◆ STUDY TEXT:
Monday, November 23, 2009

Old Spice To The Rescue

Many, many years ago, when I was thirty six... (oh, I just had the desire to do this whole post in rhyme :) ) ..I discovered that I was pregnant with our 4th child. It was a little shocking. About two weeks later a new shock wave rolled over me as I realized it could be a boy child. I didn't know anything about raising a boy child. Fortunately at the time I worked with some mothers of boys who assured me that changing a boy diaper was easy because everything is all sealed up. Where are these sage mothers now that I really need them? I've read a good number of books and articles on parenting. I've been parenting long enough to have been through three of Dobson's series (From film to VHS to DVD) including 'Bringing Up Boys'. I must have missed this chapter/class every time.

[Saved data entries]
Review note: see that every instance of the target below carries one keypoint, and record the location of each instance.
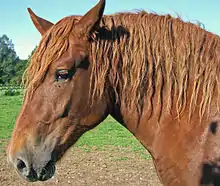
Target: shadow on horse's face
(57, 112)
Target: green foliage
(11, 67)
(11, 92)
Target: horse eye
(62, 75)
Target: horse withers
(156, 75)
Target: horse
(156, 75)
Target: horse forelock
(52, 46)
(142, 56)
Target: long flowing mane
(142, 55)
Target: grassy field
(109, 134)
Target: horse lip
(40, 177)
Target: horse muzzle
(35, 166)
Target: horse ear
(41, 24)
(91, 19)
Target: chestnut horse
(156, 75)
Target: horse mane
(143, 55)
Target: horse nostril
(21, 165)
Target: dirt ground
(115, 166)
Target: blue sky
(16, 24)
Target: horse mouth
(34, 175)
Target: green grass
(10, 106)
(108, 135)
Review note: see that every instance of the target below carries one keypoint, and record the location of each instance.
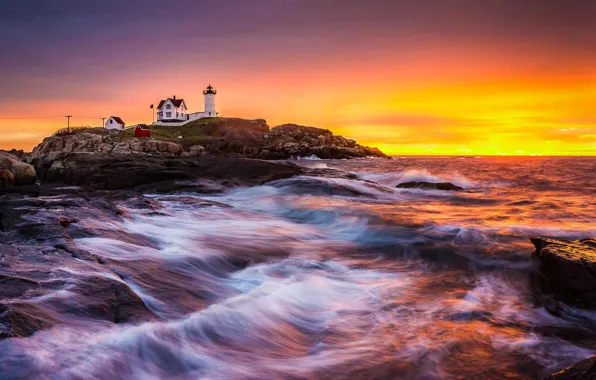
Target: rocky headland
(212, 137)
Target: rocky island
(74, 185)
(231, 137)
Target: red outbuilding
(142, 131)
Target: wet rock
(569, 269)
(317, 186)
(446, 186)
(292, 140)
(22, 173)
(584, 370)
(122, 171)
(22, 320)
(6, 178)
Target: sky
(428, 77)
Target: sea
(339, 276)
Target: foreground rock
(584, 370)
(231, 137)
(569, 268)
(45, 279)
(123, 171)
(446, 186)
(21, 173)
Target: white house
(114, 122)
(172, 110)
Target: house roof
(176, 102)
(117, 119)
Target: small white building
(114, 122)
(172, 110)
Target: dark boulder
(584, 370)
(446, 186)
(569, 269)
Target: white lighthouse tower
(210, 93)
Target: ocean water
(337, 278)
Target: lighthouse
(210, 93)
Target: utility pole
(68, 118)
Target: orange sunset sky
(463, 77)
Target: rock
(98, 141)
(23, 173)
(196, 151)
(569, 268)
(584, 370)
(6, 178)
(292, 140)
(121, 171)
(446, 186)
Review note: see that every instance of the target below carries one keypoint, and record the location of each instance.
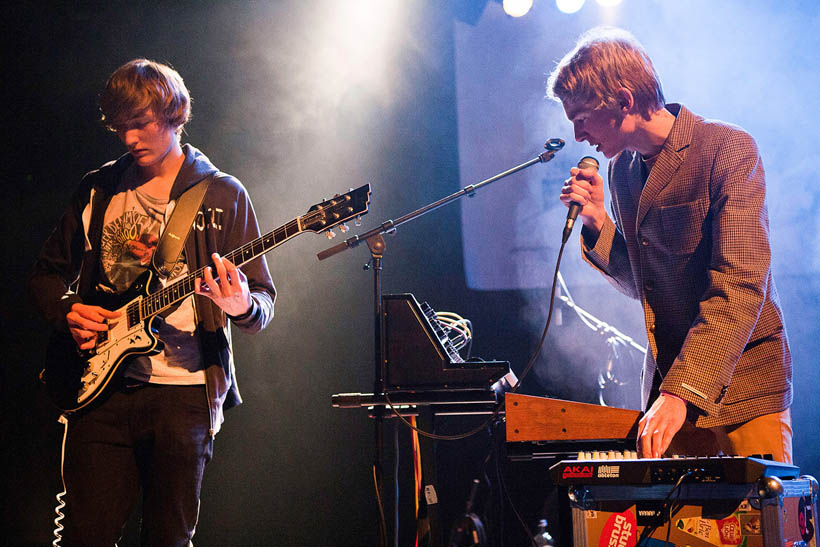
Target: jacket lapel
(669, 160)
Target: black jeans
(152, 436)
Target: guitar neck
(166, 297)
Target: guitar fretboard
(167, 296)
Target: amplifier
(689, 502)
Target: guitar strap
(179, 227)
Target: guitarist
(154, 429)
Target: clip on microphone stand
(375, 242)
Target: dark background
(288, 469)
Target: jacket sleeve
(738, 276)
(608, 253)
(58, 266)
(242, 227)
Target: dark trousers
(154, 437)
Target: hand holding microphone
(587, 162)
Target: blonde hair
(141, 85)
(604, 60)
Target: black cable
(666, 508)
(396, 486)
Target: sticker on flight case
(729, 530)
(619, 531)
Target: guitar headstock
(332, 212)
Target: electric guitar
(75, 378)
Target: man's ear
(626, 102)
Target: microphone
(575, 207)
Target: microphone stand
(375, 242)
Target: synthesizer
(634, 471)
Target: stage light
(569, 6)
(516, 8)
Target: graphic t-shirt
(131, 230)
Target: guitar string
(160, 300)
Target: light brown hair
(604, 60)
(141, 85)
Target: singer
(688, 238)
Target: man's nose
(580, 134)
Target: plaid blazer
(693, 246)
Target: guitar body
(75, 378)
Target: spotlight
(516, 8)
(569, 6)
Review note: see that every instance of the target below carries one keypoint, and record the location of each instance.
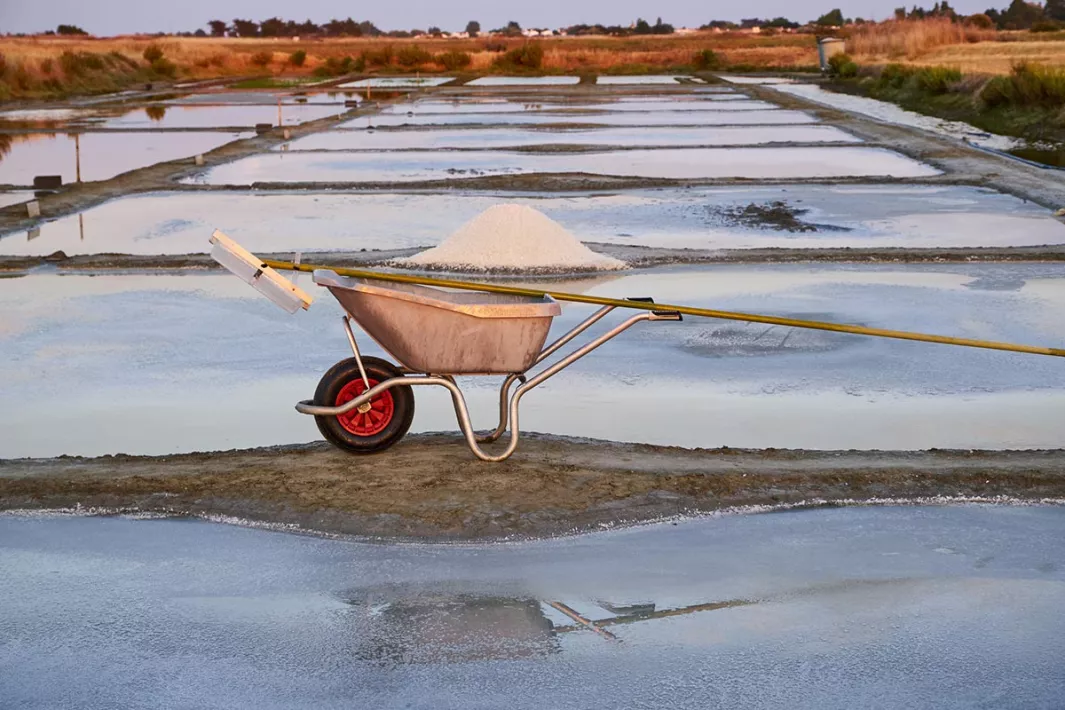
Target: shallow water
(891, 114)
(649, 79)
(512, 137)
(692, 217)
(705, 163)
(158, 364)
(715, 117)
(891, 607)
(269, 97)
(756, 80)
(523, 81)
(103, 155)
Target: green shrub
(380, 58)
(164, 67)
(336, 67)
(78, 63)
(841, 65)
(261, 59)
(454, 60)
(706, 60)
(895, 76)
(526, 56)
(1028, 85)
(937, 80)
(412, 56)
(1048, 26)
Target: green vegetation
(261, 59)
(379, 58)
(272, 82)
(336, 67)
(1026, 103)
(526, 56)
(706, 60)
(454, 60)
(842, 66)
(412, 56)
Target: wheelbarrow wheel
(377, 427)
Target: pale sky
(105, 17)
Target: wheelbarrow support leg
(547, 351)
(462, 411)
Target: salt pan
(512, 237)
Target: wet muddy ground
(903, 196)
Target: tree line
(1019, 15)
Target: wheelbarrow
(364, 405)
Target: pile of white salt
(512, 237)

---

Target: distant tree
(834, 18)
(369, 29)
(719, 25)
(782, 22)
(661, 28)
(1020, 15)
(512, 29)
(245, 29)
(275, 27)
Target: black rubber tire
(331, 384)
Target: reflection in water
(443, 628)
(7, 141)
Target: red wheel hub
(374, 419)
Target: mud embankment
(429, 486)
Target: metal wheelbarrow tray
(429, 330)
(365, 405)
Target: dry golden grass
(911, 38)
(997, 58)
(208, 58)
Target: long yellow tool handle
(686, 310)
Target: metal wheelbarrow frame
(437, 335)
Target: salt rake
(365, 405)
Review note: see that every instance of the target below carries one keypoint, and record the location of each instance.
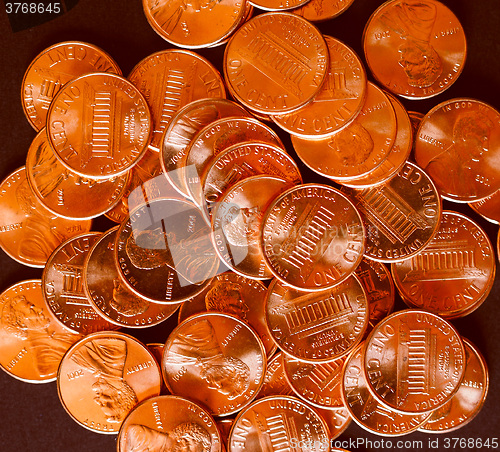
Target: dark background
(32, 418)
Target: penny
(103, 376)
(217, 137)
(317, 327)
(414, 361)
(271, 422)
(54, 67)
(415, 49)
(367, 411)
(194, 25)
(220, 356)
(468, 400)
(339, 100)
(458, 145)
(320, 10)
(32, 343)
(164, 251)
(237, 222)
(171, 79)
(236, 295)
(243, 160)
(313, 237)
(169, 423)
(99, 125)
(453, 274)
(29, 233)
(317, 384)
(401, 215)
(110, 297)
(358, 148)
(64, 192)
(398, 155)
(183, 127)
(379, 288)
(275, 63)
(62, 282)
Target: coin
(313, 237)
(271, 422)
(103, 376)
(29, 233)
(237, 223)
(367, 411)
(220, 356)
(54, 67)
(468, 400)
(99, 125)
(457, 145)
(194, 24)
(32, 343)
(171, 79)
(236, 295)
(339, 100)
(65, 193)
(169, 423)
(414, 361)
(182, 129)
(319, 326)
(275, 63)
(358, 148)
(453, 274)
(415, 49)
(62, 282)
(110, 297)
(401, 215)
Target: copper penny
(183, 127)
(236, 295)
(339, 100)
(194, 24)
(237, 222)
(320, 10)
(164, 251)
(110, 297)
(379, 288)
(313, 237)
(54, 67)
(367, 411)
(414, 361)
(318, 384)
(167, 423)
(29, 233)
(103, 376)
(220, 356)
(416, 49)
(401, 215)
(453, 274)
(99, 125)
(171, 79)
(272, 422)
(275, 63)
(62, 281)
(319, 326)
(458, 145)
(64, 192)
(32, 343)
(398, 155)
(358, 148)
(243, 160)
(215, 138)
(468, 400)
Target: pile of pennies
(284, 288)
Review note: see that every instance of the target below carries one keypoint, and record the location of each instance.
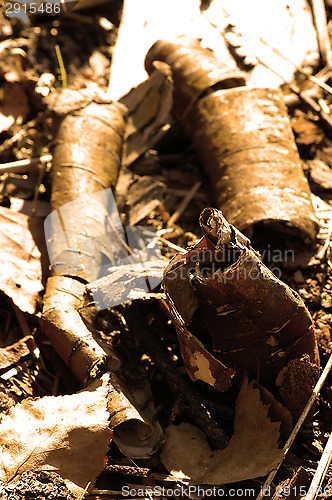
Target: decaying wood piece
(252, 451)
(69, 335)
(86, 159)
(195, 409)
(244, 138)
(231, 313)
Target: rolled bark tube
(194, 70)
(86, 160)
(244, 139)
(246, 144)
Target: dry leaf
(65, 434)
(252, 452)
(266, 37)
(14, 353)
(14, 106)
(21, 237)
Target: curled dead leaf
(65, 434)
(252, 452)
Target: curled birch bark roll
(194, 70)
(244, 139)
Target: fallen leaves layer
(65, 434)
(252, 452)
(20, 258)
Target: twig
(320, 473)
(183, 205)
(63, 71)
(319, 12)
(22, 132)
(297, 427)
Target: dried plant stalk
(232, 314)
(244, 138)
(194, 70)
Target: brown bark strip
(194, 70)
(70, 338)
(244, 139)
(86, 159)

---

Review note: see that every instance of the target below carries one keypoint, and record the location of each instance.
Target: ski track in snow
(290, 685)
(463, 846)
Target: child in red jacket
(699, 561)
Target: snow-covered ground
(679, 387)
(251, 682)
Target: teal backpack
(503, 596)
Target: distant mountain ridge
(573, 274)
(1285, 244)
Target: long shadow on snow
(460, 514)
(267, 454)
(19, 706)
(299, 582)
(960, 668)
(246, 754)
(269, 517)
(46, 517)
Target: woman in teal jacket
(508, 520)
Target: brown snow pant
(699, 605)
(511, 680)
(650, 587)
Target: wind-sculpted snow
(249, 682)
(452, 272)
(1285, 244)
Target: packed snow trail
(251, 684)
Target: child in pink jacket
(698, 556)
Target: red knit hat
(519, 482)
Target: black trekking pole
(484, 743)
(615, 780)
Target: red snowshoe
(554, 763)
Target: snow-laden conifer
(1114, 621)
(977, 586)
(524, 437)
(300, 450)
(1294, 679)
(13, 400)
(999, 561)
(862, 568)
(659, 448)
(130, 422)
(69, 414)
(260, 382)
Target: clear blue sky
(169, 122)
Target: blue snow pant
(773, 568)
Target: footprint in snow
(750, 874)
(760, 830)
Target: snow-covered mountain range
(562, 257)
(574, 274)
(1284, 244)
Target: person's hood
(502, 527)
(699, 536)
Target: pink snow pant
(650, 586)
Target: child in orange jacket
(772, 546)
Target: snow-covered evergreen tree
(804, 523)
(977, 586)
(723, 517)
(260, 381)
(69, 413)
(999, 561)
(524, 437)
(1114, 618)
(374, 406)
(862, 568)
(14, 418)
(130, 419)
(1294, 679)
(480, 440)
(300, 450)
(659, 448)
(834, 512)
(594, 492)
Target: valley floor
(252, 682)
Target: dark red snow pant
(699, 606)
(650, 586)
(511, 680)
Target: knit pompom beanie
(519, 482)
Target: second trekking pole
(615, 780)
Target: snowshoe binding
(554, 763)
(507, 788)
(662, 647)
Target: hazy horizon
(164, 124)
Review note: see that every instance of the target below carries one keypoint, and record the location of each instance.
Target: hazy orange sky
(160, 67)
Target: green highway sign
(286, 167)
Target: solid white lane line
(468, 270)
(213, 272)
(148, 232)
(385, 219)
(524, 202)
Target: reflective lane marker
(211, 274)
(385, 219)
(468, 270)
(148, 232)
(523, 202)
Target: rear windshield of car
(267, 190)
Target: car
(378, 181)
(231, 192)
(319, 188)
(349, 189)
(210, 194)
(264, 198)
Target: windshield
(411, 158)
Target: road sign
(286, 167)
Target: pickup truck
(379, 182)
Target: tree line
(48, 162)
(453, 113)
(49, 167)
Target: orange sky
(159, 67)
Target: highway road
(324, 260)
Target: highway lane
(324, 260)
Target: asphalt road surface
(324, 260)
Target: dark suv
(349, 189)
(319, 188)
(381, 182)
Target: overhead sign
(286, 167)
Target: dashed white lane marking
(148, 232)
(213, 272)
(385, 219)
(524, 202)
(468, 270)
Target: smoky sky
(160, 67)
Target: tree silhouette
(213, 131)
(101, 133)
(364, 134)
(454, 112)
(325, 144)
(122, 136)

◆ TASKS:
- a) Translate this sentence from the Old Spice post into Spanish: "I didn't know anything about raising a boy child."
- b) Write what comes next in the Old Spice post, starting right after its final sentence.

◆ RESPONSES TO THE TASKS:
- a) No sabía nada sobre criar a un niño varón.

- b)
We have reached a new stage in our Mother/Son relationship. In my book on parenting this chapter will be titled " When He has More Hair on His Lip Than You". When my girls were this age we went to the mother/daughter class at Lee Hospital. We learned about deodorant, mood swings, periods, and we got a little package of feminine products to examine at home. I still don't know anything about boy children. So clearly the education of a boy child at this age should fall to his father. Thus we find ourselves in the health and beauty section of StuffMart looking at shower gels. The STP is choosing appropriate hygiene products and attempting to explain their use to the Goob. I excuse myself to use the restroom. When I come out of the bathroom I run into the Goob, who also excused himself from the hygiene lecture. We meet up with the STP at the checkout. He has chosen a little Old Spice shower puff. Only it is not called a puff. It is called a shower tool. A deck scrubber. And it comes with instructions clearly written for male persons. It advised you that members of the gentler sex do not appreciate dirty smelly things. And reminded you to lather everywhere and don't forget to wash behind your everything. And then it included pictures. (Because Old Spice manly men never read instructions) The first picture shows gel going on the puff. The second picture shows lather on the puff. The third picture shows the puff on a upper arm. And the fourth picture shows a muscular bicep with a tattoo. (I know this because I felt compelled to read the instructions out loud to the Goob.) And the STP suggested that if the Goob did not follow the instructions that either his father or his mother would have to shower with him.
Me: Oh, will I have to wash behind his everythings?
Goob: How about I save us both from that and just follow the instructions.
And the next morning...
STP: Did you use your shower tool?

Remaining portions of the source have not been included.